#### TEXT PASSAGE:
= = = = =

Discussion:
[OMPI users] OMPI 3.1.x, PMIx, SLURM, and mpiexec/mpirun
Bennet Fauber
2018-11-12 01:21:02 UTC
Permalink
I have been having some difficulties getting the right combination of
SLURM, PMIx, and OMPI 3.1.x (specifically 3.1.2) to compile in such a way
that both the srun method of starting jobs and mpirun/mpiexec will also run.

If someone has a slurm 18.08 or newer, PMIx, and OMPI 3.x that works with
both srun and mpirun and wouldn't mind sending me the version numbers and
any tips for getting this to work, I would appreciate it.

Should mpirun still work? If that is just off the table and I missed the
memo, please let me know.

I'm asking for both because of programs like OpenFOAM and others where
mpirun is built into the application. I have OMPI 1.10.7 built with
similar flags, and it seems to work.

[***@beta-build mpi_example]$ srun ./test_mpi
The sum = 0.866386
Elapsed time is: 0.000458

[***@beta-build mpi_example]$ mpirun ./test_mpi
The sum = 0.866386
Elapsed time is: 0.000295

SLURM documentation doesn't seem to list a recommended PMIx, that I can
find. I can't find where the version of PMIx that is bundled with OMPI is
specified.

I have slurm 18.08.0, which is built against pmix-2.0.2. We settled on
that version with SLURM 17.something prior to SLURM supporting PMIx 2.1.
Is OMPI 3.1.2 balking at too old a PMIx?

Sorry to be so at sea.

I built OMPI with

./configure \
--prefix=${PREFIX} \
--mandir=${PREFIX}/share/man \
--with-pmix=/opt/pmix/2.0.2 \
--with-libevent=external \
--with-hwloc=external \
--with-slurm \
--with-verbs \
--disable-dlopen --enable-shared \
CC=gcc CXX=g++ FC=gfortran

I have a simple test program, and it runs with

[***@beta-build mpi_example]$ srun ./test_mpi
The sum = 0.866386
Elapsed time is: 0.000573

but, on a login node, where I just want a few processors on the local node,
not to run on the compute nodes of the cluster, mpirun fails with

[***@beta-build mpi_example]$ mpirun -np 2 ./test_mpi
[beta-build.stage.arc-ts.umich.edu:102541] [[13610,1],0] ORTE_ERROR_LOG:
Not found in file base/ess_base_std_app.c at line 219
[beta-build.stage.arc-ts.umich.edu:102542] [[13610,1],1] ORTE_ERROR_LOG:
Not found in file base/ess_base_std_app.c at line 219
--------------------------------------------------------------------------
It looks like orte_init failed for some reason; your parallel process is
likely to abort. There are many reasons that a parallel process can
fail during orte_init; some of which are due to configuration or
environment problems. This failure appears to be an internal failure;
here's some additional information (which may only be relevant to an
Open MPI developer):

store DAEMON URI failed
--> Returned value Not found (-13) instead of ORTE_SUCCESS
--------------------------------------------------------------------------
[beta-build.stage.arc-ts.umich.edu:102541] [[13610,1],0] ORTE_ERROR_LOG:
Not found in file ess_pmi_module.c at line 401
[beta-build.stage.arc-ts.umich.edu:102542] [[13610,1],1] ORTE_ERROR_LOG:
Not found in file ess_pmi_module.c at line 401
--------------------------------------------------------------------------
It looks like orte_init failed for some reason; your parallel process is
likely to abort. There are many reasons that a parallel process can
fail during orte_init; some of which are due to configuration or
environment problems. This failure appears to be an internal failure;
here's some additional information (which may only be relevant to an
Open MPI developer):

orte_ess_init failed
--> Returned value Not found (-13) instead of ORTE_SUCCESS
--------------------------------------------------------------------------
--------------------------------------------------------------------------
It looks like MPI_INIT failed for some reason; your parallel process is
likely to abort. There are many reasons that a parallel process can
fail during MPI_INIT; some of which are due to configuration or environment
problems. This failure appears to be an internal failure; here's some
additional information (which may only be relevant to an Open MPI
developer):

ompi_mpi_init: ompi_rte_init failed
--> Returned "Not found" (-13) instead of "Success" (0)

= = = = =

#### TASK TO COMPLETE:
Resume the mailing-list post about getting Open MPI 3.1.2, PMIx, and SLURM to work with both srun and mpirun, starting from the point where it stops. The lines after this point have nothing to do with the post.

#### INFORMATION SUPPLIED:
= = = = =

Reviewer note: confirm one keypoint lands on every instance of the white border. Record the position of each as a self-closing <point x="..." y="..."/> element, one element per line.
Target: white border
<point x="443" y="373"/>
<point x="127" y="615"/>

= = = = =

#### ANSWER TO THIS EXERCISE:
--------------------------------------------------------------------------
*** An error occurred in MPI_Init
*** on a NULL communicator
*** MPI_ERRORS_ARE_FATAL (processes in this communicator will now abort,
*** and potentially your MPI job)
[beta-build.stage.arc-ts.umich.edu:102541] Local abort before MPI_INIT
completed completed successfully, but am not able to aggregate error
messages, and not able to guarantee that all other processes were killed!
*** An error occurred in MPI_Init
*** on a NULL communicator
*** MPI_ERRORS_ARE_FATAL (processes in this communicator will now abort,
*** and potentially your MPI job)
[beta-build.stage.arc-ts.umich.edu:102542] Local abort before MPI_INIT
completed completed successfully, but am not able to aggregate error
messages, and not able to guarantee that all other processes were killed!
-------------------------------------------------------
Primary job terminated normally, but 1 process returned
a non-zero exit code. Per user-direction, the job has been aborted.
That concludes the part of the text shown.